> [Written problem 1]:
In the userfaultfd thread, what does a TASK_INTERRUPTIBLE sleep cause schedule() to be when the task has a non-fatal signal pending?

> [Article]:
╔══
On Thu, Apr 24, 2025 at 12:40:56PM -0600, Jens Axboe wrote:
> On 4/24/25 12:26 PM, Peter Xu wrote:
> > On Thu, Apr 24, 2025 at 10:03:44AM -0400, Johannes Weiner wrote:
> >> On Wed, Apr 23, 2025 at 05:37:06PM -0600, Jens Axboe wrote:
> >>> userfaultfd may use interruptible sleeps to wait on userspace filling
> >>> a page fault, which works fine if the task can be reliably put to
> >>> sleeping waiting for that. However, if the task has a normal (ie
> >>> non-fatal) signal pending, then TASK_INTERRUPTIBLE sleep will simply
> >>> cause schedule() to be a no-op.
> >>>
> >>> For a task that registers a page with userfaultfd and then proceeds
> >>> to do a write from it, if that task also has a signal pending then
> >>> it'll essentially busy loop from do_page_fault() -> handle_userfault()
> >>> until that fault has been filled. Normally it'd be expected that the
> >>> task would sleep until that happens. Here's a trace from an application
> >>> doing just that:
> >>>
> >>> handle_userfault+0x4b8/0xa00 (P)
> >>> hugetlb_fault+0xe24/0x1060
> >>> handle_mm_fault+0x2bc/0x318
> >>> do_page_fault+0x1e8/0x6f0
> >>
> >> Makes sense. There is a fault_signal_pending() check before retrying:
> >>
> >> static inline bool fault_signal_pending(vm_fault_t fault_flags,
> >> struct pt_regs *regs)
> >> {
> >> return unlikely((fault_flags & VM_FAULT_RETRY) &&
> >> (fatal_signal_pending(current) ||
> >> (user_mode(regs) && signal_pending(current))));
> >> }
> >>
> >> Since it's an in-kernel fault, and the signal is non-fatal, it won't
> >> stop looping until the fault is handled.
> >>
> >> This in itself seems a bit sketchy. You have to hope there is no
> >> dependency between handling the signal -> handling the fault inside
> >> the userspace components.
> >
> > True. So far, my understanding is e.g. in an userfaultfd context the signal
> > handler is responsible for not touching any possible trapped pages, or the
> > sighandler needs fixing on its own.
> >
> >>
> >>> do_translation_fault+0x9c/0xd0
> >>> do_mem_abort+0x44/0xa0
> >>> el1_abort+0x3c/0x68
> >>> el1h_64_sync_handler+0xd4/0x100
> >>> el1h_64_sync+0x6c/0x70
> >>> fault_in_readable+0x74/0x108 (P)
> >>> iomap_file_buffered_write+0x14c/0x438
> >>> blkdev_write_iter+0x1a8/0x340
> >>> vfs_write+0x20c/0x348
> >>> ksys_write+0x64/0x108
> >>> __arm64_sys_write+0x1c/0x38
> >>>
> >>> where the task is looping with 100% CPU time in the above mentioned
> >>> fault path.
╚══
> [Provided entries]:
╔══
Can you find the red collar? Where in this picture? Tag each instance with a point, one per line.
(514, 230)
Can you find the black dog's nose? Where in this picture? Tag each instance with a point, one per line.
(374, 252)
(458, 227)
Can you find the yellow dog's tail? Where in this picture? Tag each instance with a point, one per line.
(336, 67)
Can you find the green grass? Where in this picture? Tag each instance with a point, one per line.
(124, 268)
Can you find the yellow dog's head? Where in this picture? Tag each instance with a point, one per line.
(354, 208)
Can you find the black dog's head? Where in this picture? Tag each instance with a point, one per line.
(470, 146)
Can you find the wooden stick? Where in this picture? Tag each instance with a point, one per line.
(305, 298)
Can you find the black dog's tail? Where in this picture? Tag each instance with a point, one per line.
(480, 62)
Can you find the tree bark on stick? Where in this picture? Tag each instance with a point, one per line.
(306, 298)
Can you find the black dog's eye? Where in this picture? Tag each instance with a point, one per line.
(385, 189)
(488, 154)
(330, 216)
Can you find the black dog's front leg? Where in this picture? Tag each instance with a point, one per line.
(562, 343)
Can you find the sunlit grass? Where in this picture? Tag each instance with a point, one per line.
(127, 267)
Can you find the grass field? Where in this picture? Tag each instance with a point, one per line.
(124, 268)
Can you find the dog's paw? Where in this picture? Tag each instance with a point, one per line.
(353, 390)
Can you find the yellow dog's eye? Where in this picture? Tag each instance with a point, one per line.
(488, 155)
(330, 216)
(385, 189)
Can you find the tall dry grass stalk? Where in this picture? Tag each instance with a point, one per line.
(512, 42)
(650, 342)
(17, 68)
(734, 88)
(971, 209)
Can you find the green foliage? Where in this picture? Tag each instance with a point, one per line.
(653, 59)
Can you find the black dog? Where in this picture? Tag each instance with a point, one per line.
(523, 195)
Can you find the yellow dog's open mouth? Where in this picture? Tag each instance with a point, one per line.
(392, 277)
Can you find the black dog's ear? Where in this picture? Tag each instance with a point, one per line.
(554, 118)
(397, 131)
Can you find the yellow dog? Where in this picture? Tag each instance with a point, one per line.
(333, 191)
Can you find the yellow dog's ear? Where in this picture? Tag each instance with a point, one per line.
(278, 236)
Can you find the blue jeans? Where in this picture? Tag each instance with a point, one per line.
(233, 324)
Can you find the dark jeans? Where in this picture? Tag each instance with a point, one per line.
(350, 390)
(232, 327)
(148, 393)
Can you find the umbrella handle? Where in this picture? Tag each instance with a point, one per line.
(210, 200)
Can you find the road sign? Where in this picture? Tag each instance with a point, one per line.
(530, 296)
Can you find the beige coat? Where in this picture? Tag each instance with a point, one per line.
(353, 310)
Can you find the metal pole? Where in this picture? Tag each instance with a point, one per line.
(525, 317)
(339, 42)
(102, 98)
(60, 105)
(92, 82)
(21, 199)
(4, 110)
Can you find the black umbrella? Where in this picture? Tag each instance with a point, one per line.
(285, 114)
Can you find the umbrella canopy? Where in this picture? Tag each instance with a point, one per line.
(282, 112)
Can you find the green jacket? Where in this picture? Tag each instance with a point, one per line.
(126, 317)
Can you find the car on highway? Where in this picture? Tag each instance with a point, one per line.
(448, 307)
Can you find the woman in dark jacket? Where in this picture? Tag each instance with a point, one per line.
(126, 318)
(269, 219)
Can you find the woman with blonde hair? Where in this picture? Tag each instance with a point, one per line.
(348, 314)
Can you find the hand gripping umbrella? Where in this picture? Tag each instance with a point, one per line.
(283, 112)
╚══
> [Written problem 2]:
Reproduce the records from the line containing "Can you find the beige" through the end of the records, replacing "umbrella" with "parasol" and leaving everything else unchanged.

> [Task answer 1]:
It causes schedule() to be a no-op.

> [Task answer 2]:
Can you find the beige coat? Where in this picture? Tag each instance with a point, one per line.
(353, 310)
Can you find the metal pole? Where in this picture? Tag each instance with a point, one per line.
(525, 317)
(339, 42)
(102, 98)
(60, 105)
(92, 82)
(21, 199)
(4, 110)
Can you find the black parasol? Where in this picture? Tag each instance with a point, one per line.
(285, 114)
Can you find the parasol canopy? Where in this picture? Tag each instance with a point, one per line.
(282, 112)
Can you find the green jacket? Where in this picture? Tag each instance with a point, one per line.
(126, 317)
Can you find the car on highway? Where in this picture? Tag each instance with a point, one per line.
(448, 307)
Can you find the woman in dark jacket? Where in this picture? Tag each instance with a point, one per line.
(126, 318)
(269, 219)
Can you find the woman with blonde hair? Where in this picture? Tag each instance with a point, one per line.
(348, 314)
Can you find the hand gripping parasol? Where in this picture? Tag each instance with a point, one per line.
(283, 112)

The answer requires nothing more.